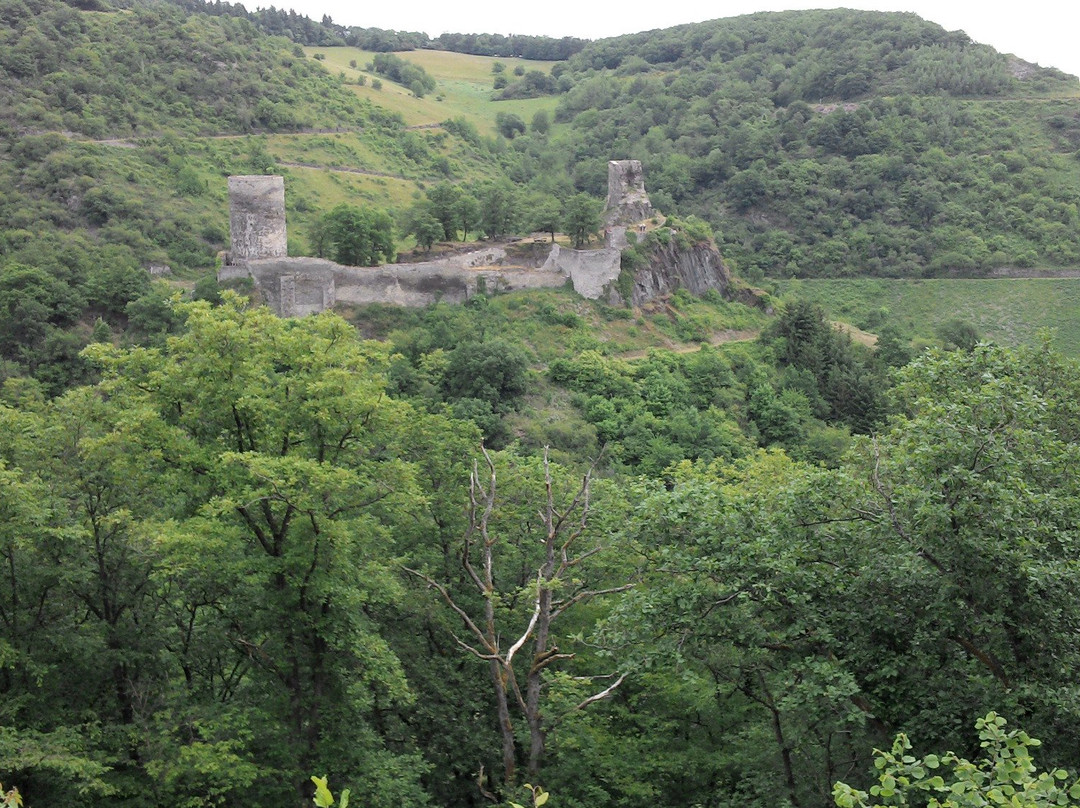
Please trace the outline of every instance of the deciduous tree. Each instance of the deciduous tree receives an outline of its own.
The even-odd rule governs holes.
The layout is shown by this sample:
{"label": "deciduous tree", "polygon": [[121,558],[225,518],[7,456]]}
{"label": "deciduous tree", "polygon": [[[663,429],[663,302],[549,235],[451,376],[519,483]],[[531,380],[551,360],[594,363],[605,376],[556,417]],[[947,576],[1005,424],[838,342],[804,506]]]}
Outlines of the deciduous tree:
{"label": "deciduous tree", "polygon": [[[551,717],[545,710],[544,677],[574,656],[560,648],[554,624],[573,607],[602,595],[624,592],[632,585],[595,587],[590,583],[593,576],[585,562],[603,549],[600,538],[590,537],[587,532],[591,469],[564,500],[556,471],[545,453],[542,476],[537,481],[543,493],[527,500],[533,504],[539,499],[538,521],[531,525],[518,523],[518,529],[525,532],[515,536],[509,535],[515,520],[504,522],[500,518],[504,517],[500,511],[507,505],[500,503],[497,507],[495,461],[487,451],[482,450],[482,454],[483,472],[480,464],[473,469],[468,527],[461,543],[464,590],[457,591],[423,570],[409,571],[435,588],[460,619],[464,636],[456,637],[458,645],[488,665],[495,695],[493,719],[502,737],[502,781],[509,789],[517,783],[519,757],[512,713],[519,713],[528,726],[526,768],[529,778],[536,782],[551,727]],[[503,571],[510,572],[519,565],[524,574],[519,572],[516,585],[508,588],[503,583]],[[480,596],[479,609],[471,606],[476,595]],[[625,674],[610,674],[605,687],[572,709],[580,710],[607,698],[624,679]]]}
{"label": "deciduous tree", "polygon": [[588,194],[575,194],[563,209],[563,229],[576,249],[581,249],[600,229],[600,203]]}
{"label": "deciduous tree", "polygon": [[375,266],[394,257],[394,225],[384,211],[341,204],[326,214],[316,233],[345,266]]}

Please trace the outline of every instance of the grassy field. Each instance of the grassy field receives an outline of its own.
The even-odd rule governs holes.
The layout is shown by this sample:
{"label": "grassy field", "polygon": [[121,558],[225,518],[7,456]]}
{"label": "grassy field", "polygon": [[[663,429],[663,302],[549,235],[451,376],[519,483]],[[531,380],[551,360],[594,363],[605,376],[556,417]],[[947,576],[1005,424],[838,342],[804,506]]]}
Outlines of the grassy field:
{"label": "grassy field", "polygon": [[[506,77],[513,80],[513,70],[521,65],[525,70],[540,70],[547,73],[554,62],[535,62],[528,59],[495,58],[491,56],[472,56],[467,53],[448,51],[418,50],[396,54],[406,62],[412,62],[424,68],[435,79],[438,86],[435,91],[423,98],[416,98],[405,87],[387,79],[381,79],[382,89],[376,90],[371,85],[379,76],[364,69],[374,53],[358,48],[305,48],[309,57],[316,53],[325,58],[320,60],[331,73],[344,74],[345,80],[357,95],[367,98],[381,107],[397,112],[409,126],[424,126],[440,123],[448,118],[464,117],[485,135],[495,134],[495,116],[499,112],[514,113],[528,123],[537,110],[545,109],[554,113],[556,98],[528,98],[515,101],[492,101],[491,66],[495,62],[506,65]],[[351,62],[356,67],[351,67]],[[365,84],[356,81],[363,76]]]}
{"label": "grassy field", "polygon": [[1006,345],[1031,343],[1050,328],[1061,351],[1080,356],[1077,278],[780,281],[776,293],[816,301],[833,319],[867,331],[889,322],[927,340],[949,320],[971,323],[980,336]]}

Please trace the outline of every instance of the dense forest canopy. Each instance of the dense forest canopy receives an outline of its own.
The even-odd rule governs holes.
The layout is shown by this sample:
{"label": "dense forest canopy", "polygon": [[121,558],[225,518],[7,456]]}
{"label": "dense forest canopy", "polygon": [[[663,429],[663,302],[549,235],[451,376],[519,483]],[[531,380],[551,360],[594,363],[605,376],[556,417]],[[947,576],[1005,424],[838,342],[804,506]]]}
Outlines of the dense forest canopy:
{"label": "dense forest canopy", "polygon": [[[0,775],[30,805],[296,805],[314,772],[387,806],[526,775],[570,806],[826,805],[896,731],[973,755],[993,708],[1080,763],[1080,368],[1048,346],[925,354],[831,468],[736,437],[798,399],[749,355],[582,357],[559,375],[615,412],[731,419],[666,466],[630,427],[583,488],[587,450],[487,466],[335,315],[176,314],[89,349],[96,385],[3,386]],[[770,337],[789,367],[838,350],[812,314]],[[468,380],[482,344],[422,366]]]}
{"label": "dense forest canopy", "polygon": [[780,105],[870,92],[994,95],[1018,86],[1006,56],[962,32],[915,14],[849,9],[759,13],[598,40],[568,68],[629,72],[642,63],[748,82],[764,77]]}
{"label": "dense forest canopy", "polygon": [[543,61],[568,59],[580,51],[588,40],[578,37],[529,36],[522,34],[456,34],[443,33],[430,37],[423,31],[391,31],[385,28],[363,28],[335,23],[323,16],[319,21],[297,14],[292,9],[258,8],[248,11],[241,3],[221,0],[168,0],[188,11],[250,20],[260,31],[274,36],[287,36],[302,45],[350,45],[361,50],[386,53],[410,51],[417,48],[471,53],[477,56],[517,56]]}

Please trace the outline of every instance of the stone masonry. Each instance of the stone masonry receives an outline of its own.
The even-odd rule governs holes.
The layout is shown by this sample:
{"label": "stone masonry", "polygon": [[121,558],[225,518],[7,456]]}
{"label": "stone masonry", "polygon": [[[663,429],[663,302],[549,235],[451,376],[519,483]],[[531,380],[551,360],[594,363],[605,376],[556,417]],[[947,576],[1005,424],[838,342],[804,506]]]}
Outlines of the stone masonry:
{"label": "stone masonry", "polygon": [[631,225],[651,218],[652,203],[645,193],[645,175],[640,160],[612,160],[608,163],[608,195],[604,207],[606,225]]}
{"label": "stone masonry", "polygon": [[285,178],[229,177],[229,264],[288,255],[285,235]]}

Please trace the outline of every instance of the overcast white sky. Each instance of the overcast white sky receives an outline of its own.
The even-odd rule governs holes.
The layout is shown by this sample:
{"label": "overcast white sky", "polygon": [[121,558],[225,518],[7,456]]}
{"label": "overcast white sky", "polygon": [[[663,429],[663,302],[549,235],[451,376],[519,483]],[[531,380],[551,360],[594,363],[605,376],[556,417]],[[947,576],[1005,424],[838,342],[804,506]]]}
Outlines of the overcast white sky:
{"label": "overcast white sky", "polygon": [[[244,0],[248,8],[271,2]],[[755,11],[806,8],[913,11],[950,31],[967,32],[976,42],[993,45],[1044,67],[1080,75],[1080,3],[1077,0],[877,0],[844,3],[803,0],[668,0],[607,3],[598,0],[274,0],[277,8],[294,8],[320,19],[365,28],[493,34],[544,34],[586,39],[667,28]]]}

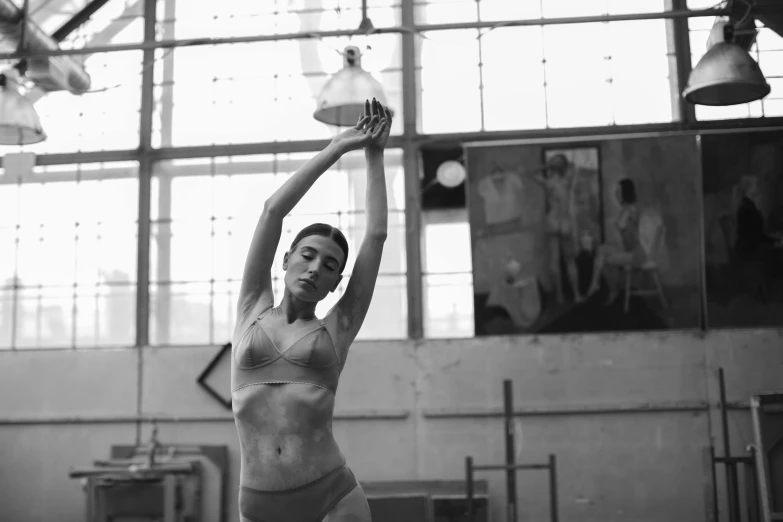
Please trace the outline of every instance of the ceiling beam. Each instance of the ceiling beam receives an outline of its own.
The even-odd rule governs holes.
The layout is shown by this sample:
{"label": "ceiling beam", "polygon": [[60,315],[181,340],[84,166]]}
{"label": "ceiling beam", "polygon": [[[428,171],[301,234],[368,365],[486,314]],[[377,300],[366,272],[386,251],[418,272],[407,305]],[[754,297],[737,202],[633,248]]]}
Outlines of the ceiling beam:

→ **Directions**
Return every entry exactly, dropping the pictures.

→ **Answer to this task**
Please trace the outline of every instance of the deciduous tree. Each instance of the deciduous tree receives an outline of its own.
The even-odd rule governs holes.
The layout is shown by this sample:
{"label": "deciduous tree", "polygon": [[121,558],[225,518],[7,456]]}
{"label": "deciduous tree", "polygon": [[[663,429],[663,302],[549,235],[451,376],[519,483]],[[531,380],[551,360],[594,363],[605,376],[556,417]],[[947,576],[1005,424],[838,342],[804,506]]]}
Outlines of the deciduous tree:
{"label": "deciduous tree", "polygon": [[[551,717],[545,710],[544,677],[574,656],[560,648],[554,624],[573,607],[602,595],[624,592],[632,585],[595,587],[590,583],[593,576],[585,562],[603,549],[600,538],[590,537],[587,532],[591,469],[564,500],[556,471],[545,453],[542,476],[537,481],[543,493],[527,500],[533,504],[539,499],[538,521],[531,525],[518,523],[518,529],[525,532],[515,536],[509,535],[515,520],[504,522],[500,518],[504,517],[500,511],[507,505],[500,503],[497,507],[495,461],[487,451],[482,450],[482,454],[483,472],[480,464],[473,469],[468,527],[461,543],[464,590],[457,591],[423,570],[409,571],[435,588],[460,619],[464,636],[456,637],[458,645],[488,665],[495,695],[493,719],[502,737],[502,781],[509,789],[517,783],[519,757],[512,713],[519,713],[528,726],[526,768],[529,778],[536,782],[551,727]],[[503,571],[510,572],[519,565],[524,574],[519,572],[516,585],[508,588],[503,583]],[[480,596],[479,609],[471,606],[476,595]],[[625,674],[610,674],[605,687],[572,709],[580,710],[607,698],[624,679]]]}
{"label": "deciduous tree", "polygon": [[588,194],[575,194],[563,209],[563,229],[576,249],[581,249],[600,229],[600,203]]}
{"label": "deciduous tree", "polygon": [[375,266],[394,257],[394,225],[384,211],[341,204],[326,214],[316,233],[345,266]]}

Please trace the outline of every instance of the grassy field. Each instance of the grassy field receives an outline of its own.
The even-odd rule governs holes.
The layout is shown by this sample:
{"label": "grassy field", "polygon": [[121,558],[225,518],[7,456]]}
{"label": "grassy field", "polygon": [[[663,429],[663,302],[549,235],[451,376],[519,483]],[[531,380],[551,360],[594,363],[605,376],[556,417]],[[947,576],[1005,424],[838,342],[804,506]]]}
Outlines of the grassy field:
{"label": "grassy field", "polygon": [[[506,77],[513,80],[513,70],[521,65],[525,70],[540,70],[547,73],[554,62],[535,62],[528,59],[495,58],[491,56],[472,56],[467,53],[448,51],[418,50],[396,54],[406,62],[412,62],[424,68],[435,79],[438,86],[435,91],[423,98],[416,98],[405,87],[387,79],[381,79],[382,89],[376,90],[371,85],[379,76],[364,69],[374,53],[358,48],[305,48],[309,57],[316,53],[325,58],[320,60],[331,73],[344,74],[345,80],[357,95],[367,98],[381,107],[397,112],[409,126],[424,126],[440,123],[448,118],[464,117],[485,135],[495,134],[495,116],[499,112],[514,113],[528,123],[537,110],[545,109],[554,113],[556,98],[528,98],[515,101],[492,101],[491,66],[495,62],[506,65]],[[351,62],[356,67],[351,67]],[[365,84],[356,81],[363,76]]]}
{"label": "grassy field", "polygon": [[1006,345],[1031,343],[1050,328],[1061,351],[1080,356],[1077,278],[780,281],[776,293],[816,301],[833,319],[867,331],[889,322],[927,340],[949,320],[971,323],[980,336]]}

Please trace the outline of every instance of the dense forest canopy. Each instance of the dense forest canopy receives an outline of its own.
The even-odd rule governs holes.
The layout is shown by this sample:
{"label": "dense forest canopy", "polygon": [[121,558],[225,518],[7,456]]}
{"label": "dense forest canopy", "polygon": [[[663,429],[663,302],[549,235],[451,376],[519,483]],[[531,380],[551,360],[594,363],[605,376],[556,417]],[[947,576],[1005,424],[838,342],[804,506]]]}
Outlines of the dense forest canopy:
{"label": "dense forest canopy", "polygon": [[[0,775],[30,805],[296,805],[314,772],[387,806],[526,775],[570,806],[826,805],[896,731],[973,755],[993,708],[1080,763],[1080,368],[1048,346],[925,354],[831,468],[736,437],[798,399],[749,355],[582,357],[559,375],[615,412],[731,419],[666,466],[630,427],[583,488],[587,450],[487,466],[335,315],[176,314],[89,349],[96,385],[3,386]],[[770,337],[789,367],[838,350],[812,314]],[[468,380],[482,344],[422,366]]]}
{"label": "dense forest canopy", "polygon": [[780,105],[870,92],[994,95],[1018,86],[1006,56],[962,32],[915,14],[849,9],[759,13],[598,40],[568,68],[629,72],[642,63],[748,82],[764,77]]}
{"label": "dense forest canopy", "polygon": [[543,61],[568,59],[580,51],[588,40],[578,37],[529,36],[522,34],[456,34],[443,33],[430,37],[423,31],[391,31],[385,28],[363,28],[335,23],[323,16],[319,21],[297,14],[292,9],[258,8],[248,11],[241,3],[221,0],[168,0],[188,11],[250,20],[260,31],[274,36],[287,36],[302,45],[350,45],[361,50],[386,53],[410,51],[417,48],[471,53],[477,56],[517,56]]}

Please trace the outline of every instance of the stone masonry. Each instance of the stone masonry receives an outline of its own.
The even-odd rule governs holes.
The layout is shown by this sample:
{"label": "stone masonry", "polygon": [[121,558],[225,518],[7,456]]}
{"label": "stone masonry", "polygon": [[[663,429],[663,302],[549,235],[451,376],[519,483]],[[531,380],[551,360],[594,363],[605,376],[556,417]],[[947,576],[1005,424],[838,342],[804,506]]]}
Outlines of the stone masonry:
{"label": "stone masonry", "polygon": [[631,225],[651,218],[652,203],[645,193],[645,175],[640,160],[612,160],[608,163],[608,195],[604,207],[606,225]]}
{"label": "stone masonry", "polygon": [[285,178],[229,177],[229,264],[288,255],[285,235]]}

Please trace the outline of every instance of the overcast white sky. Each instance of the overcast white sky receives an outline of its own.
The even-odd rule governs holes.
The layout is shown by this sample:
{"label": "overcast white sky", "polygon": [[121,558],[225,518],[7,456]]}
{"label": "overcast white sky", "polygon": [[[663,429],[663,302],[549,235],[451,376],[519,483]],[[531,380],[551,360],[594,363],[605,376],[556,417]],[[947,576],[1005,424],[838,342],[804,506]]]}
Outlines of the overcast white sky:
{"label": "overcast white sky", "polygon": [[[244,0],[248,8],[271,2]],[[755,11],[806,8],[913,11],[950,31],[967,32],[976,42],[993,45],[1044,67],[1080,75],[1080,3],[1077,0],[877,0],[844,3],[803,0],[668,0],[607,3],[598,0],[274,0],[277,8],[294,8],[320,19],[365,28],[493,34],[544,34],[586,39],[667,28]]]}

Please trace the outline of every instance of the ceiling beam. Each instance of the ceiling beam receives an outline of its own.
The even-odd rule governs holes.
The layout is shown by this sample:
{"label": "ceiling beam", "polygon": [[60,315],[181,340],[84,166]]}
{"label": "ceiling beam", "polygon": [[[428,171],[301,234],[368,365],[486,314]],[[377,300],[366,272],[386,251],[418,272],[407,305]],[[754,297],[737,202],[633,248]]]}
Outlines of the ceiling beam:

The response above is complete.